**Tasks and exercises:**
• a. Retype the passage of the appellate opinion excerpt between "1 Each count" and "to Rule 29.15.", inclusive.
• b. According to the appellate opinion excerpt, what total sentence did the trial court impose on Defendant?
• c. Continue the appellate opinion excerpt from the point at which it stops.

**Page extract:**
1 Each count of the amended information generally alleged that Defendant employed a scheme or artifice to defraud investors regarding fictitious electrical contracting jobs, which Defendant had never obtained, and that Defendant made false statements to investors, thereby inducing them to invest in Defendant’s business operation. The trial court entered judgment on the jury verdict and sentenced Defendant to a total of fifteen years’ imprisonment. He brings appeal 20255 from that judgment.Thereafter, Defendant filed a motion to vacate the judgment and sentence pursuant to Rule 29.15.
2 The motion court denied relief without an evidentiary hearing. Defendant brings appeal 21482 from that order.We consolidated the appeals, Rule 29.15(Z), but address them separately in this opinion.
APPEAL 20255
Defendant presents one point relied on regarding this appeal. It reads:
The trial court erred in failing to grant [Defendant’s] motion for judgment of acquittal at the close of all of the evidence because the court should have found that the State failed to present sufficient evidence from which a reasonable juror might have found the Defendant guilty beyond a reasonable doubt in that the evidence failed to show that [Defendant] sold or offered to sell an investment contract as that term is defined pursuant to the Uniform Securities Act because there was no showing that the agreements between [Defendant] and the people who paid him money called for them to participate in a common enterprise or that their expectation of profits depended upon the significant managerial efforts of others since [Defendant] unconditionally promised to repay their investment plus interest.

[Photo-based point labeling data]

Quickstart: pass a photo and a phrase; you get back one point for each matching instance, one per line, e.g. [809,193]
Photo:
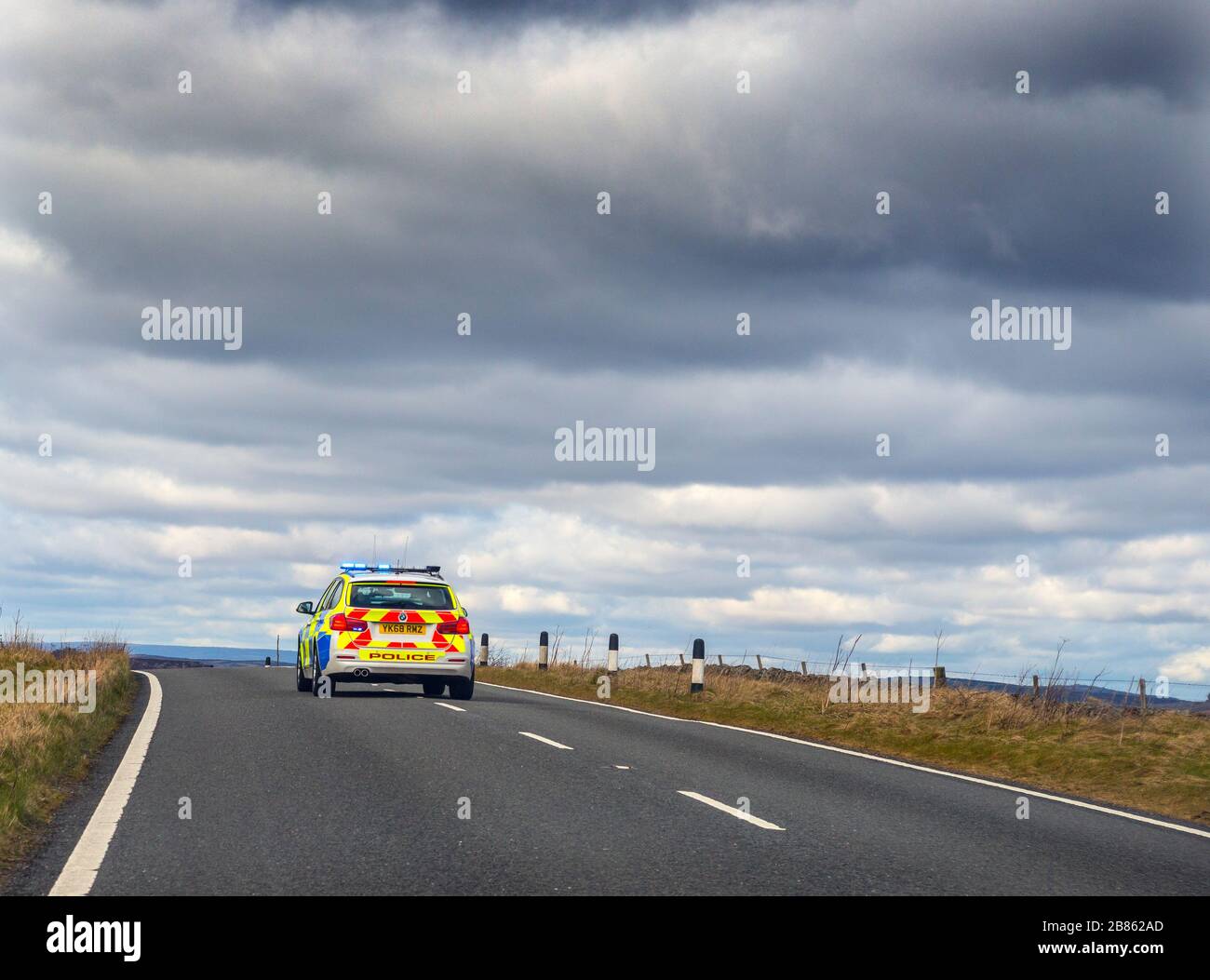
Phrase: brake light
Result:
[461,627]
[342,624]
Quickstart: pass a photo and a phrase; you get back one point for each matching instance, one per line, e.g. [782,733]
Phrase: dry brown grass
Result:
[47,748]
[1158,761]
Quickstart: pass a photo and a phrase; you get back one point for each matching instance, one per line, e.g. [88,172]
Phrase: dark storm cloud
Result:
[721,204]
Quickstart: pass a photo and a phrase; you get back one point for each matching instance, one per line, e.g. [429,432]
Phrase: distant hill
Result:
[1082,691]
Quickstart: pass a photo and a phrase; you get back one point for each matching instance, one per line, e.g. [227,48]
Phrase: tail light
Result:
[461,625]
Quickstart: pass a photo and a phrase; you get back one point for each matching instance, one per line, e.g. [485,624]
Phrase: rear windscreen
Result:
[385,596]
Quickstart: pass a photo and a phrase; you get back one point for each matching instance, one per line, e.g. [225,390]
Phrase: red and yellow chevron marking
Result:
[399,616]
[440,642]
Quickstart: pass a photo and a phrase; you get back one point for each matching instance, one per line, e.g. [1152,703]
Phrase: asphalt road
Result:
[361,794]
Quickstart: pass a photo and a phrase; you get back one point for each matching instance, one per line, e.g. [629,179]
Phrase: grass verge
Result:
[1157,762]
[45,749]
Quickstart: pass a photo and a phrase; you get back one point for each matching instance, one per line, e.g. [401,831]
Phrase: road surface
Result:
[366,793]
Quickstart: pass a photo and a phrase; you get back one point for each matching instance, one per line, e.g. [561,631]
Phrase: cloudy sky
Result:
[722,202]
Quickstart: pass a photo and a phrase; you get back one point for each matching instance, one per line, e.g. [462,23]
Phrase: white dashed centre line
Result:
[737,813]
[547,741]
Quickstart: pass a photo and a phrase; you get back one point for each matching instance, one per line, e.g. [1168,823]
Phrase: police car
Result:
[382,624]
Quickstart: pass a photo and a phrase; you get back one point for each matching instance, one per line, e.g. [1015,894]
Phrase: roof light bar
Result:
[357,567]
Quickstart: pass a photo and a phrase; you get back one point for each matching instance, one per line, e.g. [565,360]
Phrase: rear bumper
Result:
[395,677]
[396,673]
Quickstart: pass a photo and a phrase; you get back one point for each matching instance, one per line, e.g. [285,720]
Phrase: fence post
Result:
[697,678]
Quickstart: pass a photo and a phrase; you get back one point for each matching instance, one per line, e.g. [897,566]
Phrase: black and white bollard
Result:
[697,678]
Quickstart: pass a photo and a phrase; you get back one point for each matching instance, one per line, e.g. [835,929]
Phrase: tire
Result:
[301,678]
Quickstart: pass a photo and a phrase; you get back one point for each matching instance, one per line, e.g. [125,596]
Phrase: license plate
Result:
[410,629]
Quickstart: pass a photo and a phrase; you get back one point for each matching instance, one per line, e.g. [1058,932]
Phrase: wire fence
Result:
[594,657]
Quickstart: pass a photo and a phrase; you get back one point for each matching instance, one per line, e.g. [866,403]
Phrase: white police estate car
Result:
[379,624]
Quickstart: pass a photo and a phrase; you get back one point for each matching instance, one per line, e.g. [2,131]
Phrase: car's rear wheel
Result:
[301,680]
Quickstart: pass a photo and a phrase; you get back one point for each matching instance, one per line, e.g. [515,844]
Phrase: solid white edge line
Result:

**Set of answers:**
• a.
1 Each count of the amended information generally alleged that Defendant employed a scheme or artifice to defraud investors regarding fictitious electrical contracting jobs, which Defendant had never obtained, and that Defendant made false statements to investors, thereby inducing them to invest in Defendant’s business operation. The trial court entered judgment on the jury verdict and sentenced Defendant to a total of fifteen years’ imprisonment. He brings appeal 20255 from that judgment.Thereafter, Defendant filed a motion to vacate the judgment and sentence pursuant to Rule 29.15.

• b. Fifteen years' imprisonment.

• c.
In ruling on Defendant’s challenge to the sufficiency of the evidence, this Court’s review is limited to determining whether the evidence was sufficient to persuade any reasonable juror as to each of the elements of the crime, beyond a reasonable doubt. State v. O’Brien, 857 S.W.2d 212, 215 (Mo. banc 1993). ' In making that determination, this Court considers all of the evidence in the light most favorable to the prosecution. Id. at 215-16. “Thus, evidence that supports a finding of guilt is taken as true and all logical inferences that support a finding of guilt and that may reasonably be drawn from the evidence are indulged.” Id. at 216. “Conversely, the evidence and any inferences to be drawn therefrom that do not support a finding of guilt are ignored.” Id.
As to all the investors involved in this ease, except those named in Counts III and IV, the evidence shows there was an exchange of money for a written agreement prepared by Defendant.
3 At trial, Defendant readily admitted he made false statements of material facts to his investors in order to obtain money from them. In his brief, Defendant acknowledges that “he made false statements to the victims, to induce them to part with funds.” His narrow claim on appeal is that the State failed to adduce sufficient evidence of an “investment contract” between Defendant and investors.*937 The State chose to prosecute Defendant under the provisions of § 409.101, which reads:It is unlawful for any person, in connection with the offer, sale or purchase of any security, directly or indirectly
(1) to employ any device, scheme, or artifice to defraud,
(2) to make any untrue statement of a material fact or to omit to state a material fact necessary in order to make the statements made, in the light of the circumstances under which they are made, not misleading, or
(3) to engage in any act, practice, or course of business which operates or would operate as a fraud or deceit upon any person.
Section 409.401(2) provides that the term security “means any ... investment contract....” However, we find no statutory definition of an investment contract. Therefore, as Defendant states, the real question in this ease is whether his agreements with the investors constitute an investment contract so as to violate § 409.101.
In State v. Kramer, 804 S.W.2d 845 (Mo.App.1991), the Eastern District of this Court determined that an investment contract is (1) an investment of money, (2) in a common enterprise, (3) with the expectation of profit from the significant managerial efforts of others. Id. at 849. Here, both sides agree that Kramer properly describes an investment contract.
Defendant concedes the State met its burden to show the first element of an investment contract because all the investors advanced money to Defendant believing he would use the funds on his contracted electrical jobs. However, Defendant argues the evidence is insufficient to- show element (2), a common enterprise, and element (3), expectation of profit from Defendant’s managerial efforts. We disagree.
COMMON ENTERPRISE
Although no Missouri appellate court has addressed this issue, other state and federal jurisdictions have done so. We look to those decisions for guidance.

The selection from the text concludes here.